▶ **What is required**
Give every line from the entries that contains "below".

────────

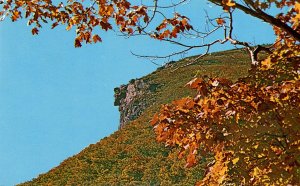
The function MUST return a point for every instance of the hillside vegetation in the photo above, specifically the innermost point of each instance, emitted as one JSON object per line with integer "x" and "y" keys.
{"x": 131, "y": 156}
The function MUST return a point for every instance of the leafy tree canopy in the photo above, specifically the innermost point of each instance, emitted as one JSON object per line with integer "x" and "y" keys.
{"x": 251, "y": 126}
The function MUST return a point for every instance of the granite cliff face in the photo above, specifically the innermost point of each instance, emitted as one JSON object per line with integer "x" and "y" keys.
{"x": 131, "y": 99}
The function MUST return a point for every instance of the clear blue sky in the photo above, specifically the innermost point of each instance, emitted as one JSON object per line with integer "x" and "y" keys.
{"x": 55, "y": 100}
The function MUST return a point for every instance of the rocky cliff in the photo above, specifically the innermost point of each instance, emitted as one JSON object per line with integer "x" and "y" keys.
{"x": 131, "y": 99}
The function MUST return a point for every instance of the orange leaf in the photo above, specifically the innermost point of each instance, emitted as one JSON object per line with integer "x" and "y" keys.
{"x": 96, "y": 38}
{"x": 220, "y": 21}
{"x": 35, "y": 31}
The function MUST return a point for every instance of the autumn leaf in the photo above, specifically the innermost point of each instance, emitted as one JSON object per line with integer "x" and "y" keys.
{"x": 220, "y": 21}
{"x": 35, "y": 31}
{"x": 96, "y": 38}
{"x": 77, "y": 43}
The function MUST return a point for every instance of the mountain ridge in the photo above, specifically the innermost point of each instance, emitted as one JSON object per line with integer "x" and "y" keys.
{"x": 131, "y": 156}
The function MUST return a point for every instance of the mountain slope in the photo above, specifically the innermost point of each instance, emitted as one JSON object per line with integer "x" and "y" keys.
{"x": 131, "y": 156}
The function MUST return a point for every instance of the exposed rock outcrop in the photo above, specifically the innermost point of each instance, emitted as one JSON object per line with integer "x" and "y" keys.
{"x": 130, "y": 99}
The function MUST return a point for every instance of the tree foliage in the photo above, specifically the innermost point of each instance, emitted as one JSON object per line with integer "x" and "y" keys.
{"x": 250, "y": 126}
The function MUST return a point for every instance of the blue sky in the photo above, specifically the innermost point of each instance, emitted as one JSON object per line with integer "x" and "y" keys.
{"x": 56, "y": 99}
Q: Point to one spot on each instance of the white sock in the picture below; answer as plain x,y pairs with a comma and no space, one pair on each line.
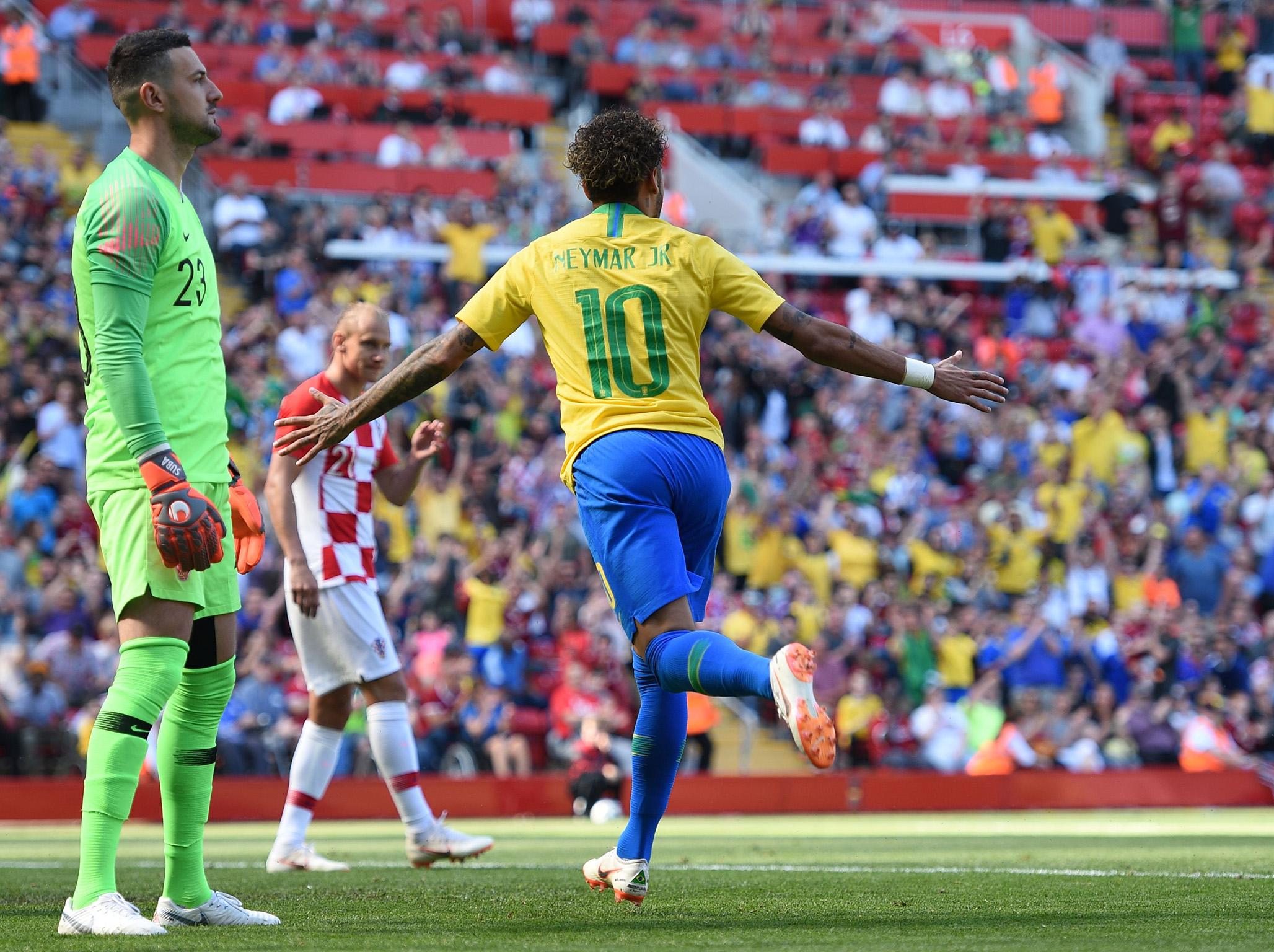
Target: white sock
312,766
394,751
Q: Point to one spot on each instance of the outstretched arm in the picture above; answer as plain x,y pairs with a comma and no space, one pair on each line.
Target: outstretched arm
428,365
840,348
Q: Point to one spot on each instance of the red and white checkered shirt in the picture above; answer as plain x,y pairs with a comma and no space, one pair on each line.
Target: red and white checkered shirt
334,493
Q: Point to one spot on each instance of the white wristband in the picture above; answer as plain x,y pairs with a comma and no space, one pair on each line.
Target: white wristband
919,374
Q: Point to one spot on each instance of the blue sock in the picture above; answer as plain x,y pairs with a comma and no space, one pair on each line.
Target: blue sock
659,738
709,664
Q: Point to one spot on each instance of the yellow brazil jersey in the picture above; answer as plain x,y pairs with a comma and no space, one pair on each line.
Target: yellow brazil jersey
858,555
622,300
956,654
486,617
1260,110
1064,505
1206,440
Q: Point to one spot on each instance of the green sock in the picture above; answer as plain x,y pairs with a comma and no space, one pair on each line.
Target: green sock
188,756
148,673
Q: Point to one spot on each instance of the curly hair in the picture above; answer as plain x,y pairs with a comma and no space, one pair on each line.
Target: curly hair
615,152
141,58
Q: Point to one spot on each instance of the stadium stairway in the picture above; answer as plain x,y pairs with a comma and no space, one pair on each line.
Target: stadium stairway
771,754
26,135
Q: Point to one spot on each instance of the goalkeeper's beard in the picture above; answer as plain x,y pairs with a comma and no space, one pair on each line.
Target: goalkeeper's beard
195,131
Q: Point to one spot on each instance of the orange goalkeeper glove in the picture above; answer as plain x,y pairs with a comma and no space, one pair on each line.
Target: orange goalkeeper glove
189,529
246,520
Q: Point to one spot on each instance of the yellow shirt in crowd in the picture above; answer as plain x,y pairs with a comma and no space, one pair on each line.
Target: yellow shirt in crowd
1206,440
467,244
486,617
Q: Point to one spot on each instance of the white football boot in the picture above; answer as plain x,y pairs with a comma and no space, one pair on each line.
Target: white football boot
791,676
110,914
221,909
630,878
444,843
302,859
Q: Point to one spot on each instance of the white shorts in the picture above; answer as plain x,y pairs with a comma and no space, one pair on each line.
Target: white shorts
348,641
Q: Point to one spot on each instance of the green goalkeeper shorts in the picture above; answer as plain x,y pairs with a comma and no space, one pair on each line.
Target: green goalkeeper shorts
133,561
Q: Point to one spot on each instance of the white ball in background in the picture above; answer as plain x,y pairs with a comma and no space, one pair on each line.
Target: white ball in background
605,811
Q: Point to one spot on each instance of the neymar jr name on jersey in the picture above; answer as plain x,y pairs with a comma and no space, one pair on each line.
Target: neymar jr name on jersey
613,259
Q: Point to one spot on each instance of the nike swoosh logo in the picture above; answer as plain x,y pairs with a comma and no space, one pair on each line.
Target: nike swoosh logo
184,920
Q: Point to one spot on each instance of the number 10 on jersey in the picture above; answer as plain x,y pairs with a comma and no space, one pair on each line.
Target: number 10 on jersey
605,330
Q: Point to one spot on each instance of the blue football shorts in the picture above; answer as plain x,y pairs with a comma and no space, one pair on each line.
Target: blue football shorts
652,504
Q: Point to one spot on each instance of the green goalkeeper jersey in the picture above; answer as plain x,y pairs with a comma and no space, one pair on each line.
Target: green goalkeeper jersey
151,328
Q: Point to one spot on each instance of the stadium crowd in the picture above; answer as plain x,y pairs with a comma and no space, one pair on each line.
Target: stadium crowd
1083,578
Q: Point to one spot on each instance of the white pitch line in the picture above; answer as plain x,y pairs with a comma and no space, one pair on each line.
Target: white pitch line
731,868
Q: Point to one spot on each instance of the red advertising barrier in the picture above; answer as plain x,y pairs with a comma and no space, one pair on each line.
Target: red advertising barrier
545,796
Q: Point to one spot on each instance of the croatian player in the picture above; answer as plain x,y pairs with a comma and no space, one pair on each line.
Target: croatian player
622,300
323,515
158,481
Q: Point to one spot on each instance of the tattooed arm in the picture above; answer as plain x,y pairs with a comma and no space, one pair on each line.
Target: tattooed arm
833,346
840,348
428,365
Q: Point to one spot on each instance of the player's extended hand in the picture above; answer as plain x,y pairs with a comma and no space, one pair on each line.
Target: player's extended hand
248,527
959,386
305,589
189,529
427,440
317,431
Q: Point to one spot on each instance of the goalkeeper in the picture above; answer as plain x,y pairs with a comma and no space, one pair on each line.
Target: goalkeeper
174,520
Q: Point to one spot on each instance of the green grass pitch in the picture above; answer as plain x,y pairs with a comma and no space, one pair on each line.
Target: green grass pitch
1147,879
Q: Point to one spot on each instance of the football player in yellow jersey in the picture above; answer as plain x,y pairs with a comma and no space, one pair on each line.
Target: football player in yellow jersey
622,300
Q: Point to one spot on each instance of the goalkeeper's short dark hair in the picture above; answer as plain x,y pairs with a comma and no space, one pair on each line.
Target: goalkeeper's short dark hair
141,58
616,152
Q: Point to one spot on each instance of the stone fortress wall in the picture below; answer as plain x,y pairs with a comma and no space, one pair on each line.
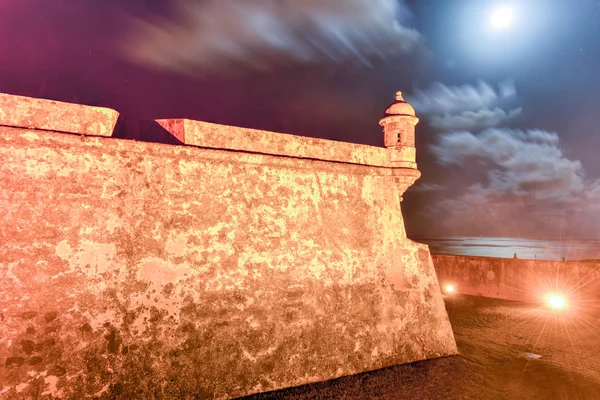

────────

▶ **Exercise response**
Q: Point to one spot on each instance of the white sock in the picture below; answer as plain x,y pairs with a comma and no space, one pair on each line.
Q: Point to one spot on each instance of the stone fortress wall in the picture below; answer as plain x,y pairs with a comma and no space, one pair on each line.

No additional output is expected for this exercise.